Object pointing dataset records:
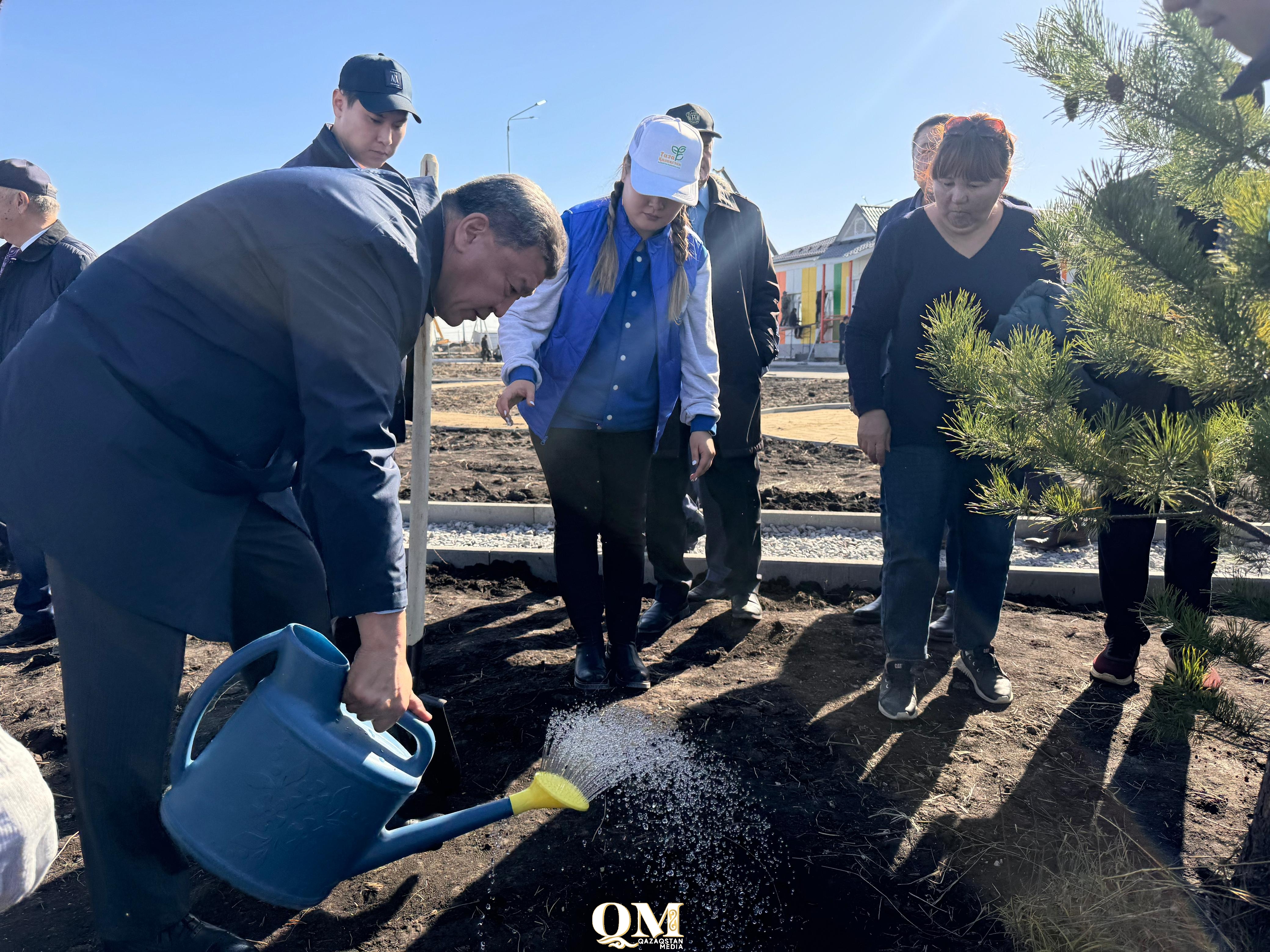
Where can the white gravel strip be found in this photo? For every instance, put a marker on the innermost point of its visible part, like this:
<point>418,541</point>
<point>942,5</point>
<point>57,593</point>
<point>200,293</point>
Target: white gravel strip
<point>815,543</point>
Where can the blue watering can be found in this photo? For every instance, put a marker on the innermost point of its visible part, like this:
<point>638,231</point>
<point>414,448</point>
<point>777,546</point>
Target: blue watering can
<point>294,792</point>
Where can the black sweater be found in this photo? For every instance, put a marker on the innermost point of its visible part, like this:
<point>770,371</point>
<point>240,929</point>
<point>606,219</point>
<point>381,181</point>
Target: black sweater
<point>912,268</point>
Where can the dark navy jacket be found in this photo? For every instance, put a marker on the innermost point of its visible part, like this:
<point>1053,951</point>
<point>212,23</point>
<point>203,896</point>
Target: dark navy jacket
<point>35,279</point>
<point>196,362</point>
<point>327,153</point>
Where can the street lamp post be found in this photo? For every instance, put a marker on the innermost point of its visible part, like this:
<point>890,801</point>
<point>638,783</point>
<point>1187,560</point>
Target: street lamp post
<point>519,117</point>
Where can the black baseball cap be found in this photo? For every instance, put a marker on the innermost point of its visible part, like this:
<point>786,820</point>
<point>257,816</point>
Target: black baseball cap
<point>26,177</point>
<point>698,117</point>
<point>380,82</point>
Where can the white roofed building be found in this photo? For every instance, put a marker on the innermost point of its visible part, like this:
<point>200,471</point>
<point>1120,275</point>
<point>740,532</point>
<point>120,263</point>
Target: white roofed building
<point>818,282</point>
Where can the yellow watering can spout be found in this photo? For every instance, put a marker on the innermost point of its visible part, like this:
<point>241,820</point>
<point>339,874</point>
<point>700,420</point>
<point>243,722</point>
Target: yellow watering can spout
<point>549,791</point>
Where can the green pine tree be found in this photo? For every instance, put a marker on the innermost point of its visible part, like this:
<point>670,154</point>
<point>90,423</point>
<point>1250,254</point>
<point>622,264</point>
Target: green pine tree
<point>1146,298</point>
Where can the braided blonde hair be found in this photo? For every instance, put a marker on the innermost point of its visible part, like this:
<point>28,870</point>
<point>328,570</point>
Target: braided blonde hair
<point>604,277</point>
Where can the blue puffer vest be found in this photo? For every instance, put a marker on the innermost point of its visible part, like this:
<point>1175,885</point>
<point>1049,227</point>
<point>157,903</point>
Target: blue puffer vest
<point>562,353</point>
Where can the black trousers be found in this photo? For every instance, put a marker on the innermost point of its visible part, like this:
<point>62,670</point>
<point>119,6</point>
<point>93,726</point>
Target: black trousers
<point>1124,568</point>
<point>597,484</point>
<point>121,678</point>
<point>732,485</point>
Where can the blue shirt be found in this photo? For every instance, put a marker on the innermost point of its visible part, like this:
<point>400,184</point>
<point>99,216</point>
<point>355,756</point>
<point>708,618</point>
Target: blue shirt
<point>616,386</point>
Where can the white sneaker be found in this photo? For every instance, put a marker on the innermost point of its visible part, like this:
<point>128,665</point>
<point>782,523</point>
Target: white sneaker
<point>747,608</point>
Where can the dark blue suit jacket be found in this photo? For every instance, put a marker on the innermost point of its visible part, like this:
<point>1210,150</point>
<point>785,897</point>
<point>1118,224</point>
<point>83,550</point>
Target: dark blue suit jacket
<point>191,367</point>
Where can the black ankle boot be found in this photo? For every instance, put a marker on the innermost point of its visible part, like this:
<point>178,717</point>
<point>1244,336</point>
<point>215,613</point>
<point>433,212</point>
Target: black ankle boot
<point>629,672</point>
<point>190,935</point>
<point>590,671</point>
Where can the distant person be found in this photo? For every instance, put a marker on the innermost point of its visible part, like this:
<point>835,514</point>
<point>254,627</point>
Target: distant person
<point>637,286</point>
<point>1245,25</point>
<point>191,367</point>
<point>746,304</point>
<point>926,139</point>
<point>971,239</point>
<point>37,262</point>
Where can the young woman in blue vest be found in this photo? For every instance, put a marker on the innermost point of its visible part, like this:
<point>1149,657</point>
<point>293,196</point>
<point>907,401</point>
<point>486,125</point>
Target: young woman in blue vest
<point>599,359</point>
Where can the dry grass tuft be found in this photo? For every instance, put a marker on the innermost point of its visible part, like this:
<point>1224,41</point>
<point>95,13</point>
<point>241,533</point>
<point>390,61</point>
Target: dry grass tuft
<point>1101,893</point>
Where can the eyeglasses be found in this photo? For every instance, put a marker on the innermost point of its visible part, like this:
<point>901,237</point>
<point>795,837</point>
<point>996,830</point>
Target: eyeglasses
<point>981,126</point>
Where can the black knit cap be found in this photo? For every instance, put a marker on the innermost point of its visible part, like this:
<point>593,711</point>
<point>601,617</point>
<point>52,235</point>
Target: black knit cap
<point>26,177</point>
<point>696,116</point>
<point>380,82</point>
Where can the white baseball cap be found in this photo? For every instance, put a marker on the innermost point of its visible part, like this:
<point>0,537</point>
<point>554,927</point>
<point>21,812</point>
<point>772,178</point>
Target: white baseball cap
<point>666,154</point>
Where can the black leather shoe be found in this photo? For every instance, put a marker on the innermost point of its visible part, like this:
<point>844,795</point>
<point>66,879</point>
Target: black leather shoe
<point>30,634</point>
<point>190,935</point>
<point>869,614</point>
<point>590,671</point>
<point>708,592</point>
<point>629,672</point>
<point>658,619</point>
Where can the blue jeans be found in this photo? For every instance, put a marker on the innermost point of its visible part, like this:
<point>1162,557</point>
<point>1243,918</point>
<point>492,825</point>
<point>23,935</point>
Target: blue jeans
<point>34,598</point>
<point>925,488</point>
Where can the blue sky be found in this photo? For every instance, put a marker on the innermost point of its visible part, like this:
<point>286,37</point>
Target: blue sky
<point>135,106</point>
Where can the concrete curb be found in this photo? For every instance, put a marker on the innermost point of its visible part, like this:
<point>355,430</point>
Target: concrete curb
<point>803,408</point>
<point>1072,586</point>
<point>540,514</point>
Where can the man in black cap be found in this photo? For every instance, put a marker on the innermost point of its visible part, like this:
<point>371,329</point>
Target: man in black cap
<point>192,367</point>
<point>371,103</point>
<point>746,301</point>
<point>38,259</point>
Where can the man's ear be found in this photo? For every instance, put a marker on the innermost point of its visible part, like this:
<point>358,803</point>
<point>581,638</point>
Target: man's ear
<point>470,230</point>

**EXERCISE PROMPT:**
Quote every line of the records above word for word, leaving out the pictures.

**COMPLETE ANSWER:**
Where can the white gravel strip be found in this photo? For every instance, put a marker on the innermost point of its visible part, like this:
<point>418,541</point>
<point>942,5</point>
<point>57,593</point>
<point>200,293</point>
Target: white gravel strip
<point>815,543</point>
Where can the blue watering can be found in this photo? For every instance, put a marker on the innermost point of its visible part, like this:
<point>638,231</point>
<point>414,448</point>
<point>777,546</point>
Target: blue watering can
<point>294,792</point>
Where can the black sweater be found in this photo? For every instance, put a marker on the innermost point of its visible part, like this:
<point>770,371</point>
<point>240,929</point>
<point>606,219</point>
<point>381,181</point>
Target: black sweater
<point>912,268</point>
Where can the dark navy jacket be found in this photo? For every instance, put a marker on the innermost point of its visible part, like this:
<point>1053,951</point>
<point>212,23</point>
<point>203,896</point>
Target: dark navy jacket
<point>35,279</point>
<point>196,362</point>
<point>327,153</point>
Where can the street lamp post be found in this photo? For every instance, put a marker on the innermost point of its visible part, like this:
<point>890,801</point>
<point>638,783</point>
<point>1187,560</point>
Target: street lamp post
<point>519,117</point>
Where can the black baseball cap be found in this photo? For every instance, put a marker on the innermost point of its visible part, like this:
<point>786,820</point>
<point>257,816</point>
Target: black baseball cap
<point>26,177</point>
<point>698,117</point>
<point>380,82</point>
Where can the white roofed building be found in this photo? For every instance, put a marker on the innermost point of its visible part, like this:
<point>200,471</point>
<point>1120,275</point>
<point>740,532</point>
<point>120,263</point>
Target: white roofed building
<point>818,282</point>
Where can the yellow watering can spout be found in this photo? For every instance, put a marker on the innermost point of its visible part, like this:
<point>241,820</point>
<point>339,874</point>
<point>700,420</point>
<point>243,722</point>
Target: yellow watering can spout
<point>549,791</point>
Where can the green pine tree be found in this photo? For every instance, put a marker on the innermost point of its visible part, like this:
<point>670,154</point>
<point>90,423</point>
<point>1250,254</point>
<point>622,264</point>
Target: green pine tree
<point>1146,298</point>
Where can the braided blonde hair be found in this photo? For every instance, put a marker on the innermost point of its visible part, like this:
<point>28,870</point>
<point>328,570</point>
Target: braided blonde hair
<point>604,277</point>
Where can the blue puffer vest be found in this photo? For every instance, put a marker on the innermost point of its visible part, like this:
<point>1175,885</point>
<point>1049,227</point>
<point>157,903</point>
Target: blue puffer vest
<point>562,353</point>
Where can the black trousers be found in this photo? For every instance, put a marker on the innermost point of its visible part, like this:
<point>62,670</point>
<point>119,6</point>
<point>93,726</point>
Target: black trousers
<point>1124,568</point>
<point>597,484</point>
<point>121,678</point>
<point>732,485</point>
Where can the blue shirt be found in this photo? For every instance, put a marker on the innermost point of its visible part, like this:
<point>400,184</point>
<point>99,216</point>
<point>355,756</point>
<point>708,618</point>
Target: blue shirt
<point>616,386</point>
Where can the white sneaker be found in this photo? For every instance, put a marker on the innermost point of its visible part, like this:
<point>128,665</point>
<point>782,523</point>
Target: white sneaker
<point>747,608</point>
Where can the dark blue suit jacket be found in this photo? For every instance, put a marker on the innermost point of its visible part, like this:
<point>1210,150</point>
<point>785,897</point>
<point>1118,224</point>
<point>83,550</point>
Target: dark blue suit jacket
<point>191,367</point>
Where can the black ankle boot be found in this photo? For every instance, put a marker on the innermost point of its visible part, like this:
<point>178,717</point>
<point>1244,336</point>
<point>215,613</point>
<point>433,212</point>
Target: black ankle boot
<point>629,672</point>
<point>190,935</point>
<point>590,671</point>
Where can the distant person be found in this photo? For every instance, put a marker on the innermost point of its visible part, like this:
<point>835,514</point>
<point>254,627</point>
Target: distant person
<point>637,286</point>
<point>1245,25</point>
<point>191,367</point>
<point>746,304</point>
<point>926,139</point>
<point>971,239</point>
<point>37,262</point>
Where can the young woman in blue vest be found in this photo? For every instance, put a marker on the innermost point of its visible part, like this:
<point>1149,657</point>
<point>293,196</point>
<point>907,401</point>
<point>486,125</point>
Target: young woman in blue vest
<point>599,359</point>
Where can the dry grass tuft be found in this photo? For every instance, put a marker on the innermost point of its visible part, like this:
<point>1224,41</point>
<point>95,13</point>
<point>241,533</point>
<point>390,61</point>
Target: dry grass tuft
<point>1101,893</point>
Where can the eyeglasses be found in this photo? For every instance, put a marker on the innermost point of its visible part, like this:
<point>901,237</point>
<point>795,837</point>
<point>996,830</point>
Target: eyeglasses
<point>981,126</point>
Where can the black knit cap be found in this photo? For every instance, put a marker on the innermost point of its visible part, like this:
<point>593,711</point>
<point>601,617</point>
<point>52,235</point>
Target: black knit cap
<point>26,177</point>
<point>696,116</point>
<point>380,82</point>
Where can the white baseball cap be found in this photo? For every instance, put a marker on the innermost point of its visible part, like this:
<point>0,537</point>
<point>554,927</point>
<point>21,812</point>
<point>772,178</point>
Target: white baseball cap
<point>666,154</point>
Where can the black leather shoe be found in this photo? For every instance, put a marker on the innermost point of its visible part, like this:
<point>844,795</point>
<point>66,879</point>
Target: black leather shoe
<point>30,634</point>
<point>190,935</point>
<point>869,614</point>
<point>590,671</point>
<point>708,592</point>
<point>629,672</point>
<point>658,619</point>
Where can the blue jeans be found in this photo? For every instance, put a marker on the innermost point of its visible part, like this:
<point>1162,557</point>
<point>1243,918</point>
<point>492,825</point>
<point>23,935</point>
Target: blue jeans
<point>34,598</point>
<point>925,488</point>
Where can the blue sky be found in this photo? For every instance, put a marker on the innermost point of its visible part, like this:
<point>286,37</point>
Target: blue sky
<point>135,106</point>
Where can the concrete curb be found in this photo? For every instance, put a marker on the innermost point of its visible part, like this:
<point>355,430</point>
Target: concrete curb
<point>803,408</point>
<point>1072,586</point>
<point>540,514</point>
Where can the man in black cap be found in this photo? For every instance, put a marker on the innermost point of its visible part, like this:
<point>371,329</point>
Target: man in black cap
<point>192,367</point>
<point>371,103</point>
<point>746,301</point>
<point>38,259</point>
Where can the man's ear be found in this photo? For every instance, put a marker on the innermost point of its visible part, like this:
<point>358,803</point>
<point>581,638</point>
Target: man's ear
<point>470,230</point>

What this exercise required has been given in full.